*** SOURCE INFORMATION

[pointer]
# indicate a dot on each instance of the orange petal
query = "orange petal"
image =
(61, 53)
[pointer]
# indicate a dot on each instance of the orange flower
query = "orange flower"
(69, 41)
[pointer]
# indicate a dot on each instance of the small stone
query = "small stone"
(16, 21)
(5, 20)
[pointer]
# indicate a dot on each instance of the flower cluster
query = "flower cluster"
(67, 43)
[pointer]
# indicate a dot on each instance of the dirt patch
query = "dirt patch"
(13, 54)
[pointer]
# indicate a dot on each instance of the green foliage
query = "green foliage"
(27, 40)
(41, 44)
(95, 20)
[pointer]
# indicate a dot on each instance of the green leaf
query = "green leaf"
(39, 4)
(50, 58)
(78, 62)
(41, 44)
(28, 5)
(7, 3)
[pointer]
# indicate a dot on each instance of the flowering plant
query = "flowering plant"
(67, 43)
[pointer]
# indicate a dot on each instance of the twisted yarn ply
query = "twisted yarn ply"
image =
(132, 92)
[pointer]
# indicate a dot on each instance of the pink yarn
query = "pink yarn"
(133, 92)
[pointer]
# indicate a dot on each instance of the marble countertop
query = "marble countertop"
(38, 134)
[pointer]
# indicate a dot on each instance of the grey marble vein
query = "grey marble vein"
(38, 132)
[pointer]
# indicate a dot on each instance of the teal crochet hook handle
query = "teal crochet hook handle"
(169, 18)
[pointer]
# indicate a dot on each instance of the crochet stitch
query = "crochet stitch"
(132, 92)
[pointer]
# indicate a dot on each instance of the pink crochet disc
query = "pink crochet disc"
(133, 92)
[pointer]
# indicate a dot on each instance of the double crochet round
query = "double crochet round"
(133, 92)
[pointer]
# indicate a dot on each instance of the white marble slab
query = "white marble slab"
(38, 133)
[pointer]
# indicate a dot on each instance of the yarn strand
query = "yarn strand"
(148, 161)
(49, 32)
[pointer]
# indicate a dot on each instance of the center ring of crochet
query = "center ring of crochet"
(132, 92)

******

→ **WHAT IS EXPECTED**
Please write out every record shown above exactly as it reads.

→ **OUTPUT OF THE TASK**
[pointer]
# indicate a dot on each instance of the orange petal
query = "orange petal"
image =
(61, 53)
[pointer]
# indicate a dot on each instance of the orange flower
query = "orange flower"
(69, 41)
[pointer]
# indicate a dot on each instance of the small stone
query = "small stone"
(16, 21)
(5, 20)
[pointer]
# indicate a dot on each instance of the flower cluster
query = "flower cluster"
(67, 43)
[pointer]
# indicate a dot on each instance of the dirt patch
query = "dirt patch"
(13, 54)
[pointer]
# indicate a dot on each instance of the green foliage
query = "green foliage"
(27, 40)
(41, 44)
(95, 20)
[pointer]
# indicate a dot on each instance of the green leaf
query = "green leaf"
(39, 4)
(50, 58)
(78, 62)
(41, 44)
(28, 5)
(7, 3)
[pointer]
# indicate a dot on each instance of the flowering plant
query = "flowering plant"
(67, 43)
[pointer]
# indicate a dot on each instance of the twisted yarn ply
query = "twisted yarn ply"
image =
(132, 92)
[pointer]
# indicate a dot on each instance of the pink yarn
query = "pink yarn"
(133, 92)
[pointer]
# indicate a dot on each instance of the marble countertop
query = "marble countertop"
(38, 134)
[pointer]
# indicate a dot on each instance of the grey marble vein
query = "grey marble vein"
(38, 132)
[pointer]
# indicate a dot on each instance of the teal crochet hook handle
query = "teal crochet hook handle"
(169, 18)
[pointer]
# indicate a dot on each instance of the crochet stitch
query = "crochet stitch"
(132, 92)
[pointer]
# indicate a dot on each instance of the pink crochet disc
query = "pink crochet disc"
(133, 92)
[pointer]
# indicate a dot on each instance of the double crochet round
query = "double crochet round"
(133, 92)
[pointer]
# indicate a dot on each instance of the white marble slab
query = "white marble slab"
(38, 133)
[pointer]
# indicate a dot on each instance of the yarn strand
query = "yarn strand"
(148, 161)
(49, 32)
[pointer]
# indicate a dot on each instance of the center ring of crochet
query = "center ring of crochet"
(132, 92)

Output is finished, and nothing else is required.